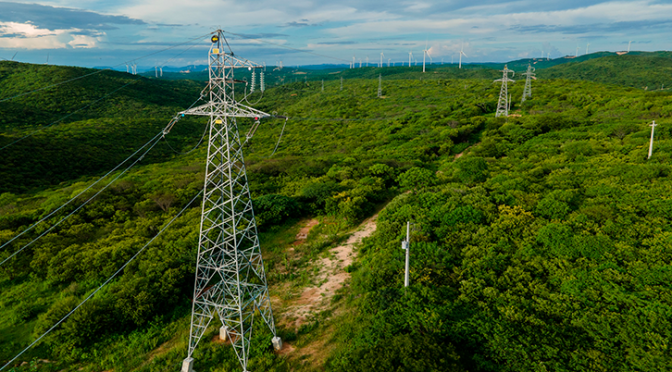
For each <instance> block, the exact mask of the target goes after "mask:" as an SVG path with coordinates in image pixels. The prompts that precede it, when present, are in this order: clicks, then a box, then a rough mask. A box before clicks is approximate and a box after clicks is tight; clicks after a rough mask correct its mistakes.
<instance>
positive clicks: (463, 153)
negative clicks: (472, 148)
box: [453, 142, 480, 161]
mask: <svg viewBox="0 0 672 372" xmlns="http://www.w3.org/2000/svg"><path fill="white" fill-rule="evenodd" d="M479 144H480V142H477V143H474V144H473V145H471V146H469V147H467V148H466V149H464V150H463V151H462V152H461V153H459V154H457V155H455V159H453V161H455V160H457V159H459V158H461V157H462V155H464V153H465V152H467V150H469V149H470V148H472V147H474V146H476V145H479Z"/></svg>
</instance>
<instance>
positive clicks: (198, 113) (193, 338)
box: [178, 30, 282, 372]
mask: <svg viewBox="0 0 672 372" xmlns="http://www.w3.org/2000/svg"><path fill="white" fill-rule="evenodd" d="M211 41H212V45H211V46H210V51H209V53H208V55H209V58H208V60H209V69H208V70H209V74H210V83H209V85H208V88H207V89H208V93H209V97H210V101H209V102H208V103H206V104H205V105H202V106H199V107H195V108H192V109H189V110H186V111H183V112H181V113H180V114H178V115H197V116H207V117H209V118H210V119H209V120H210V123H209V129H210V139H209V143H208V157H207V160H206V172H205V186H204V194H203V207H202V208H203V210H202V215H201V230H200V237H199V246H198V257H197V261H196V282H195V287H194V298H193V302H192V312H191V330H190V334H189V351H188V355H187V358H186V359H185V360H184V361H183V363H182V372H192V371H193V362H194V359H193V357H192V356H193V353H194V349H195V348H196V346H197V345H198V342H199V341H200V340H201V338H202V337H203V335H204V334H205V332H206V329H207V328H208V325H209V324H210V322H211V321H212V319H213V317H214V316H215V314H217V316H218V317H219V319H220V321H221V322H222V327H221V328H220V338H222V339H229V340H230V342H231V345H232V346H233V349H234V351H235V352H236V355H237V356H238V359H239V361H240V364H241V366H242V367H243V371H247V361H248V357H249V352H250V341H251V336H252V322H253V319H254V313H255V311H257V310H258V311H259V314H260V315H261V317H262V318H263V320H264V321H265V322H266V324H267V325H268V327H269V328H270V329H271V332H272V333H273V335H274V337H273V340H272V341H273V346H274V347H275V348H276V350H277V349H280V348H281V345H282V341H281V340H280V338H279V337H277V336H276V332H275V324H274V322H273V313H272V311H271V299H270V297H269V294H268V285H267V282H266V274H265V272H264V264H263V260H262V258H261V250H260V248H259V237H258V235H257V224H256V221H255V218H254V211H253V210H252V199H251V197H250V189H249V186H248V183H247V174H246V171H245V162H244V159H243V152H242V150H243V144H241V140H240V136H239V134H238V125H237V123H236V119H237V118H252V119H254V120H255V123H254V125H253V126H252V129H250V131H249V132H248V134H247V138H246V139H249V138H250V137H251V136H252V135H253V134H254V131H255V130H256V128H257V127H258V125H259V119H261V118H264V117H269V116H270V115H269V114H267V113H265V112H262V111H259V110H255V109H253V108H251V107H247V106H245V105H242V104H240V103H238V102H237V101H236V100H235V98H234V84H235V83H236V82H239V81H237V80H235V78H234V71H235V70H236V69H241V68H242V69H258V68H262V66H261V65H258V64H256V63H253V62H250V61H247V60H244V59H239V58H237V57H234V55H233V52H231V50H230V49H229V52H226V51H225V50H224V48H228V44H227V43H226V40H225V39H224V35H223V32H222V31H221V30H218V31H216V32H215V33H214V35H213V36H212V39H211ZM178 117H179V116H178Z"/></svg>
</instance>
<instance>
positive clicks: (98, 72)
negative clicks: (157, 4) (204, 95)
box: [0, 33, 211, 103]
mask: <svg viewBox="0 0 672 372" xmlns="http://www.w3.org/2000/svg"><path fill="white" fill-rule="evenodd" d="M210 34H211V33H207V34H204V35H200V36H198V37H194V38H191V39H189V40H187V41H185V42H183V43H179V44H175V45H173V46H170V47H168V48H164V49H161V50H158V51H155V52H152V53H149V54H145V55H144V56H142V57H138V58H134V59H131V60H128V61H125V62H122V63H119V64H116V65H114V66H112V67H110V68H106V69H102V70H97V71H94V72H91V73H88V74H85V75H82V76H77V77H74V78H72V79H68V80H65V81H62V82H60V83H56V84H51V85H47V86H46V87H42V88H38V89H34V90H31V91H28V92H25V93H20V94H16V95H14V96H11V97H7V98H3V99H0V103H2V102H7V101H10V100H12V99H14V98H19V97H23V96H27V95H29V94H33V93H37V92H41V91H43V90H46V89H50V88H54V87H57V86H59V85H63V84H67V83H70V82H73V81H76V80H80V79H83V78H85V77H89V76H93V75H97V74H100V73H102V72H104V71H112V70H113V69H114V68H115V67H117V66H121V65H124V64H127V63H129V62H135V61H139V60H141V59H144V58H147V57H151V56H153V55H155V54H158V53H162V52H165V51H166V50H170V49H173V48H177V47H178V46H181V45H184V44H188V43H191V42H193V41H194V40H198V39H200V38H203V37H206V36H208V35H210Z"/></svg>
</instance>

Task description
For every line in the listing above that mentions the word "negative", make a copy.

Answer area
negative clicks: (472, 148)
negative clicks: (157, 4) (204, 95)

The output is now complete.